**STATED GOAL**
Pick out each line in the data that contains the string "target", and copy those lines in full.

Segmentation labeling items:
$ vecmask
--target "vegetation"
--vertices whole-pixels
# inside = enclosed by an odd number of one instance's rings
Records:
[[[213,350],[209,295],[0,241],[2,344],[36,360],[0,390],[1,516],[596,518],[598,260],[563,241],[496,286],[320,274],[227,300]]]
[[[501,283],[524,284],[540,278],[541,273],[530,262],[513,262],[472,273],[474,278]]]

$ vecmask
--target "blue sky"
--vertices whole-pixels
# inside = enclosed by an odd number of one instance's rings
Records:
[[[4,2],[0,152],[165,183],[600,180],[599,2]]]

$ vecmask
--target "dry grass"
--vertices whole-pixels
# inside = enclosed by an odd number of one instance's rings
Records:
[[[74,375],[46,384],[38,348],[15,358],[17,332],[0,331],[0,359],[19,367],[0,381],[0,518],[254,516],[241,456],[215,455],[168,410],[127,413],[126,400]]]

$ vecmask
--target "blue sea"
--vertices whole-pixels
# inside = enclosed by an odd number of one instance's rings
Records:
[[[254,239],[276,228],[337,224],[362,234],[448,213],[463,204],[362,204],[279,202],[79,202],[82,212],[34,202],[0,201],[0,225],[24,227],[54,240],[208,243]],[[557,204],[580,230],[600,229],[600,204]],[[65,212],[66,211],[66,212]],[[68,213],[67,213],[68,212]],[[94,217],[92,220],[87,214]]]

**OUTPUT OF THE EXERCISE**
--target "vegetation"
--target "blue sky"
--target "dry grass"
--target "blue sea"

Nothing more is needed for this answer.